### Requirement
Copy each line of the listing below exactly as it appears, without changing anything.

Stored items from a collection
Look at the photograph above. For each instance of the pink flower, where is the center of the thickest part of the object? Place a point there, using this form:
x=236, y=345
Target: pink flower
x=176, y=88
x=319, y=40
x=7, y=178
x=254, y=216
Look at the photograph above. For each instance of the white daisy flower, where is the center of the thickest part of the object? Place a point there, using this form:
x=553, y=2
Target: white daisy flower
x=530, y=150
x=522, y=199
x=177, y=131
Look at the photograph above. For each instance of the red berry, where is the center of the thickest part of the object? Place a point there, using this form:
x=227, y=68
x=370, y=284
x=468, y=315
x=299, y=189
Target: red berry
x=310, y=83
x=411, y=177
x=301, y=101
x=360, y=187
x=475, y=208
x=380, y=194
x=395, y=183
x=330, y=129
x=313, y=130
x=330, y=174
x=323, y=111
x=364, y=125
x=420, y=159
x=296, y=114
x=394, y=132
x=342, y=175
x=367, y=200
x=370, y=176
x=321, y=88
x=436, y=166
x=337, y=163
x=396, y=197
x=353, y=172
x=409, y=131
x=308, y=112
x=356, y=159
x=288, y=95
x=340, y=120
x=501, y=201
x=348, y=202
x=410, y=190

### Answer for the task
Look at the photograph above. For each instance of the pink flower, where is the center of the thickest part of the object? Place a point there, using this form:
x=236, y=345
Target: pink flower
x=176, y=88
x=319, y=40
x=7, y=178
x=254, y=216
Look at the photograph above. For each instance of the white daisy flower, where is the center of the thickest part of the object? Place a point there, using this form:
x=553, y=2
Target: white daisy flower
x=530, y=150
x=522, y=199
x=177, y=131
Look at the photograph above. For each instance of the red berry, where is the center of the thickest part of the object? Place a point there, using this form:
x=227, y=68
x=370, y=284
x=468, y=315
x=299, y=189
Target: red berry
x=310, y=83
x=411, y=177
x=301, y=101
x=360, y=187
x=475, y=208
x=380, y=194
x=395, y=183
x=330, y=129
x=313, y=130
x=330, y=174
x=323, y=111
x=364, y=125
x=420, y=159
x=296, y=114
x=394, y=132
x=342, y=175
x=367, y=200
x=370, y=176
x=321, y=88
x=436, y=166
x=337, y=163
x=396, y=197
x=353, y=172
x=409, y=131
x=308, y=112
x=356, y=159
x=288, y=95
x=340, y=120
x=501, y=201
x=348, y=202
x=410, y=190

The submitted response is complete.